• _Document section_:
The individual dressage at the 2007 FEI European Dressage Championships in Turin, Italy was held at La Mandria from 30 August to September 2, 2007.

The Netherlands's Anky van Grunsven won the gold medal in the Grand Prix Freestyle. Isabell Werth representing Germany won a golden medal the Grand Prix Special and silver in the Grand Prix Freestyle. Imke Schellekens-Bartels of The Netherlands won a bronze in the Special and in the Freestyle. In the Grand Prix The Netherlands won the golden team medal, while the Great Britain won the silver medal and Germany bronze.

Competition format

The team and individual dressage competitions used the same results. Dressage had three phases. The first phase was the Grand Prix. Top 30 individuals advanced to the second phase, the Grand Prix Special where the first individual medals were awarded. The last set of medals at the 2007 European Dressage Championships was awarded after the third phase, the Grand Prix Freestyle where top 15 combinations competed, with a maximum of the three best riders per country.

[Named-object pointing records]
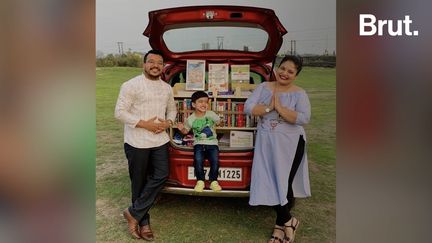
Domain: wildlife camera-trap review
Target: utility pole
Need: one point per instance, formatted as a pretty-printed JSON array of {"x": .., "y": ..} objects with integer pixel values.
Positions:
[
  {"x": 293, "y": 50},
  {"x": 120, "y": 46}
]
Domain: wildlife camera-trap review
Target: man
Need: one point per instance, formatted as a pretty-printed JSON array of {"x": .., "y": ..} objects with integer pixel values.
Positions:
[{"x": 146, "y": 107}]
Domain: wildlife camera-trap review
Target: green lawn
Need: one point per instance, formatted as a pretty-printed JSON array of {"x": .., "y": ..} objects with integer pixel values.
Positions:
[{"x": 208, "y": 219}]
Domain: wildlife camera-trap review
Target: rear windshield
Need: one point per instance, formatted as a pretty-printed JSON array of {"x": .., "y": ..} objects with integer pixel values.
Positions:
[
  {"x": 216, "y": 38},
  {"x": 255, "y": 78}
]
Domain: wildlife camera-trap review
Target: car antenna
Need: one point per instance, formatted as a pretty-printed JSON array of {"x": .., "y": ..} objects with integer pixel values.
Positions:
[{"x": 273, "y": 64}]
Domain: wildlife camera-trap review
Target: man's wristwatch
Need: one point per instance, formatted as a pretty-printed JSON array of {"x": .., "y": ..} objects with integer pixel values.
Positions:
[{"x": 170, "y": 122}]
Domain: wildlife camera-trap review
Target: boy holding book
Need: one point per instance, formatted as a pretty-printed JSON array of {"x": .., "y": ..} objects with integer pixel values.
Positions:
[{"x": 202, "y": 122}]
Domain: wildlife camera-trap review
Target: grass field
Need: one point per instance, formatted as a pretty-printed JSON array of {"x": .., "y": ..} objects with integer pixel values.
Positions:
[{"x": 208, "y": 219}]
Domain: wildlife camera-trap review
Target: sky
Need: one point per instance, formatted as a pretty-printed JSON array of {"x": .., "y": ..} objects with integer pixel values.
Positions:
[{"x": 311, "y": 23}]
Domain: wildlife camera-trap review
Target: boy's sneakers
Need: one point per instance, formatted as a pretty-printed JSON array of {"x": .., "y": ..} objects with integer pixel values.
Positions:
[
  {"x": 199, "y": 187},
  {"x": 215, "y": 186}
]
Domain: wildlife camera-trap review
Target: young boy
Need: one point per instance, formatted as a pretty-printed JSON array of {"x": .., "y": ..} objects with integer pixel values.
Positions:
[{"x": 202, "y": 122}]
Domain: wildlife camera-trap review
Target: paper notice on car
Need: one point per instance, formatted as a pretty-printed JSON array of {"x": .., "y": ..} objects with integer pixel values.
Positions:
[{"x": 241, "y": 139}]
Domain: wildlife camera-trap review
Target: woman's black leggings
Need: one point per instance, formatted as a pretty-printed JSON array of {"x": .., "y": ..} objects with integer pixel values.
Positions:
[{"x": 284, "y": 212}]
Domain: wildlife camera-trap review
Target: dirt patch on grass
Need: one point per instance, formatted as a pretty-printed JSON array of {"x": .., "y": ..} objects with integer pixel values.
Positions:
[{"x": 110, "y": 167}]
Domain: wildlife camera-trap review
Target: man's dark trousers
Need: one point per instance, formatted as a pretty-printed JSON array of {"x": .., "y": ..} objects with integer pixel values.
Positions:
[{"x": 148, "y": 172}]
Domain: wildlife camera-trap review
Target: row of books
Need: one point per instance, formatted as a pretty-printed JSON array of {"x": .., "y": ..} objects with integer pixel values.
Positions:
[{"x": 231, "y": 112}]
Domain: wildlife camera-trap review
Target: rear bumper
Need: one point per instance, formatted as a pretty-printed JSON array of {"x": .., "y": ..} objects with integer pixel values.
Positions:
[{"x": 206, "y": 192}]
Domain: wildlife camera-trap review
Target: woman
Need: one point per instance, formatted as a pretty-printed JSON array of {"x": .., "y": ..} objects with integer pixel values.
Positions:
[{"x": 280, "y": 168}]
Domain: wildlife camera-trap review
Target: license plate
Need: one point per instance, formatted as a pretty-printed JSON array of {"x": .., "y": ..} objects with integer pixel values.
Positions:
[{"x": 225, "y": 173}]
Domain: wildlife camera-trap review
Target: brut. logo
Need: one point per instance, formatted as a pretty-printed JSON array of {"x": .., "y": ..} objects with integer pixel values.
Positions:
[{"x": 370, "y": 26}]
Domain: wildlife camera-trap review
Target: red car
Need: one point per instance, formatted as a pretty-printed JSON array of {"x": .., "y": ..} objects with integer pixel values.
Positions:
[{"x": 217, "y": 34}]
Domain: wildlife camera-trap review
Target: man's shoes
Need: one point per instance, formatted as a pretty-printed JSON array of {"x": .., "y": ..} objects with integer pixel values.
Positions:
[
  {"x": 132, "y": 224},
  {"x": 199, "y": 187},
  {"x": 146, "y": 233},
  {"x": 215, "y": 186}
]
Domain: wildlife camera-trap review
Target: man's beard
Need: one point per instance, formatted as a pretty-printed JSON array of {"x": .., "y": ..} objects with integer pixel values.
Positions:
[{"x": 151, "y": 76}]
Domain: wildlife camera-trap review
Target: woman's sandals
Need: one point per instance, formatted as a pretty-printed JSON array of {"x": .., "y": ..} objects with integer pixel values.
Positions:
[
  {"x": 290, "y": 228},
  {"x": 275, "y": 238}
]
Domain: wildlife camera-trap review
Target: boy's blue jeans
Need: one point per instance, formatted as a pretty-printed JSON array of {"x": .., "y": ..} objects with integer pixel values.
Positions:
[{"x": 211, "y": 152}]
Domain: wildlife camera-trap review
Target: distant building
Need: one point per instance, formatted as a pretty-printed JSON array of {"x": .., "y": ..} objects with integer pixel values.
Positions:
[{"x": 205, "y": 46}]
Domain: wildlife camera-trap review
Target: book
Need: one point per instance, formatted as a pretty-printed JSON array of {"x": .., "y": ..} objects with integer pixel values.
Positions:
[
  {"x": 218, "y": 77},
  {"x": 240, "y": 73},
  {"x": 241, "y": 139},
  {"x": 195, "y": 74}
]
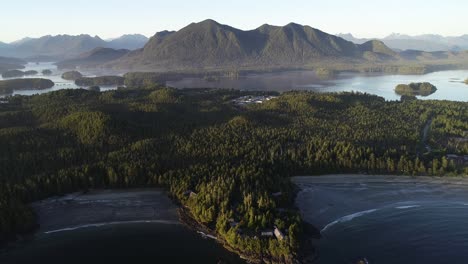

• _To be done_:
Please quote the whole dressage championship text word for word. This data has no connection to the dressage championship text.

• _Exercise result_:
The individual dressage at the 2007 FEI European Dressage Championships in Turin, Italy was held at La Mandria from 30 August to September 2, 2007.

The Netherlands's Anky van Grunsven won the gold medal in the Grand Prix Freestyle. Isabell Werth representing Germany won a golden medal the Grand Prix Special and silver in the Grand Prix Freestyle. Imke Schellekens-Bartels of The Netherlands won a bronze in the Special and in the Freestyle. In the Grand Prix The Netherlands won the golden team medal, while the Great Britain won the silver medal and Germany bronze.

Competition format

The team and individual dressage competitions used the same results. Dressage had three phases. The first phase was the Grand Prix. Top 30 individuals advanced to the second phase, the Grand Prix Special where the first individual medals were awarded. The last set of medals at the 2007 European Dressage Championships was awarded after the third phase, the Grand Prix Freestyle where top 15 combinations competed, with a maximum of the three best riders per country.